* _Task instructions_: Return the following lines verbatim, in full and in their original order, and leave out the pictures.

* _Listing_:
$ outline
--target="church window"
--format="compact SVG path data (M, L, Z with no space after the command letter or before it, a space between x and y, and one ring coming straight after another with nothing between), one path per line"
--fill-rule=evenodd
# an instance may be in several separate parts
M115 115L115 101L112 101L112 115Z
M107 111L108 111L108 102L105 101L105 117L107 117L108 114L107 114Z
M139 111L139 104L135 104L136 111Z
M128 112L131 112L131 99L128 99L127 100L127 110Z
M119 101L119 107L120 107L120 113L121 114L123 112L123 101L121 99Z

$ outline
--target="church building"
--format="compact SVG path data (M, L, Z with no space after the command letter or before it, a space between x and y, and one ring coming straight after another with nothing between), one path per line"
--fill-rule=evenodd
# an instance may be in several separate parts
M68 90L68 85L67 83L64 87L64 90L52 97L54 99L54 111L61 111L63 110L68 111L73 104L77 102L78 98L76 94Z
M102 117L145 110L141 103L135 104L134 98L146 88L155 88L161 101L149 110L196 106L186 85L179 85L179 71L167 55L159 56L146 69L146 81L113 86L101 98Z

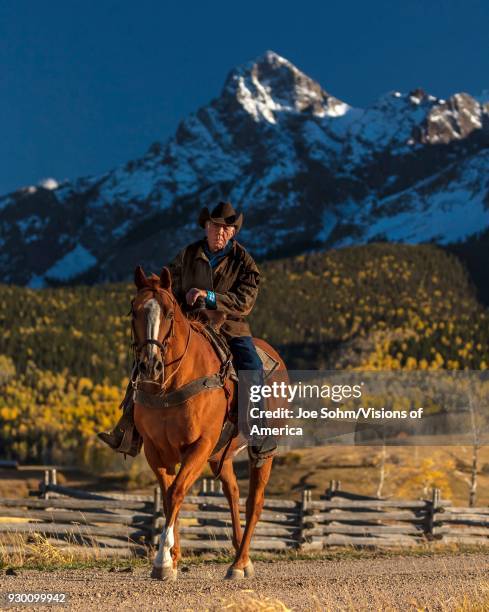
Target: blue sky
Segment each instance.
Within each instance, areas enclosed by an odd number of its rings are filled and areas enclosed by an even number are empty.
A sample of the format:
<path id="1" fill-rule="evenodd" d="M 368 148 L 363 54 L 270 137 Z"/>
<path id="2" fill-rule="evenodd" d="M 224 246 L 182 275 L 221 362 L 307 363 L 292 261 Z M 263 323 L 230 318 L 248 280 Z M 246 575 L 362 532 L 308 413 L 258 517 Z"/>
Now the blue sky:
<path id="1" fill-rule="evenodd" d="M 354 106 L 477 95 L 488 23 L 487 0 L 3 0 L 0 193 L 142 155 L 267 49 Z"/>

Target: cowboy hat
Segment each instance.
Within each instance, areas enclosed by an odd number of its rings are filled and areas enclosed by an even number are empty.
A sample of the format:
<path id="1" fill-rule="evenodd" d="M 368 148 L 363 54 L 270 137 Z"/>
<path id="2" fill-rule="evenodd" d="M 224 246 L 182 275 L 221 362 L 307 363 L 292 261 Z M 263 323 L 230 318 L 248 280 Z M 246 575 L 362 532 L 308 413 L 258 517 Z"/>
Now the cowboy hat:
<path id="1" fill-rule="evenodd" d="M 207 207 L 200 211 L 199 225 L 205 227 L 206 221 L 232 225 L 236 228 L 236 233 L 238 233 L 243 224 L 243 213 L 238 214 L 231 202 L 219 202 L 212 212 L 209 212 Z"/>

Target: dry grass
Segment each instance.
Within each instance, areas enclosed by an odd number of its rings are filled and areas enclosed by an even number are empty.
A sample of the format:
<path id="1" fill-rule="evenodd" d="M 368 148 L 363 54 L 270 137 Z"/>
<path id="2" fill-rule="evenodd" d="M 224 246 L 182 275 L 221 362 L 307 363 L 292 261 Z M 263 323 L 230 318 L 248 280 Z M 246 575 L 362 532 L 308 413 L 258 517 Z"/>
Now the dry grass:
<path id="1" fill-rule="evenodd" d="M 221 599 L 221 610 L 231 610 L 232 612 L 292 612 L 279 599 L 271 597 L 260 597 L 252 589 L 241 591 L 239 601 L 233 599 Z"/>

* _Written solution_:
$ outline
--target="church window"
--format="compact SVG path data (M, L, Z with no space after the command letter or before it, a space between x and y, and one ring coming straight after another with nothing between), one path per line"
--fill-rule=evenodd
# an instance may be in several separate parts
M115 115L115 101L112 101L112 115Z
M107 111L108 111L108 102L105 101L105 117L107 117L108 114L107 114Z
M139 111L139 104L135 104L136 111Z
M128 112L131 112L131 99L128 99L127 100L127 110Z
M119 101L119 107L120 107L120 113L121 114L123 112L123 101L121 99Z

$ outline
--target="church building"
--format="compact SVG path data (M, L, Z with no space after the command letter or before it, a space between x and y, and one ring coming straight after another with nothing between), one path per line"
--fill-rule=evenodd
# an instance may be in several separate parts
M68 90L68 85L67 83L64 87L64 90L52 97L54 99L54 111L61 111L63 110L68 111L73 104L77 102L78 98L76 94Z
M102 117L145 110L141 103L135 104L134 98L146 88L155 88L161 101L149 110L196 106L186 85L179 85L179 71L167 55L159 56L146 69L146 81L113 86L101 98Z

Target: blue sky
Segment each instance.
Within each instance, areas enclosed by an odd number of its rings are filled and areas enclosed by an even number are empty.
A sample of the format:
<path id="1" fill-rule="evenodd" d="M 368 148 L 363 54 L 270 137 Z"/>
<path id="2" fill-rule="evenodd" d="M 224 246 L 182 275 L 221 362 L 307 363 L 292 261 Z M 263 323 L 230 318 L 248 280 Z M 246 575 L 362 532 L 308 413 L 258 517 Z"/>
Now the blue sky:
<path id="1" fill-rule="evenodd" d="M 354 106 L 477 95 L 488 23 L 487 0 L 3 0 L 0 193 L 142 155 L 267 49 Z"/>

Target: cowboy hat
Segment each instance.
Within each instance, areas enclosed by an odd number of its rings are filled and areas enclosed by an even number are empty.
A sample of the format:
<path id="1" fill-rule="evenodd" d="M 368 148 L 363 54 L 270 137 Z"/>
<path id="2" fill-rule="evenodd" d="M 224 246 L 182 275 L 221 362 L 307 363 L 292 261 Z M 263 323 L 230 318 L 248 280 Z M 246 575 L 362 532 L 308 413 L 258 517 Z"/>
Now the cowboy hat:
<path id="1" fill-rule="evenodd" d="M 207 207 L 200 211 L 199 225 L 205 227 L 206 221 L 232 225 L 236 228 L 236 233 L 238 233 L 243 224 L 243 213 L 238 214 L 231 202 L 219 202 L 212 212 L 209 212 Z"/>

Target: dry grass
Segment each instance.
Within each instance, areas enclosed by an odd number of its rings are filled and areas enclosed by an even number are empty.
A sample of the format:
<path id="1" fill-rule="evenodd" d="M 368 148 L 363 54 L 270 137 Z"/>
<path id="2" fill-rule="evenodd" d="M 224 246 L 182 275 L 221 362 L 307 363 L 292 261 Z M 263 323 L 230 318 L 248 280 Z M 246 575 L 362 532 L 308 413 L 258 517 Z"/>
Now the dry grass:
<path id="1" fill-rule="evenodd" d="M 221 599 L 221 610 L 231 610 L 232 612 L 292 612 L 279 599 L 271 597 L 260 597 L 252 589 L 241 591 L 239 601 L 233 599 Z"/>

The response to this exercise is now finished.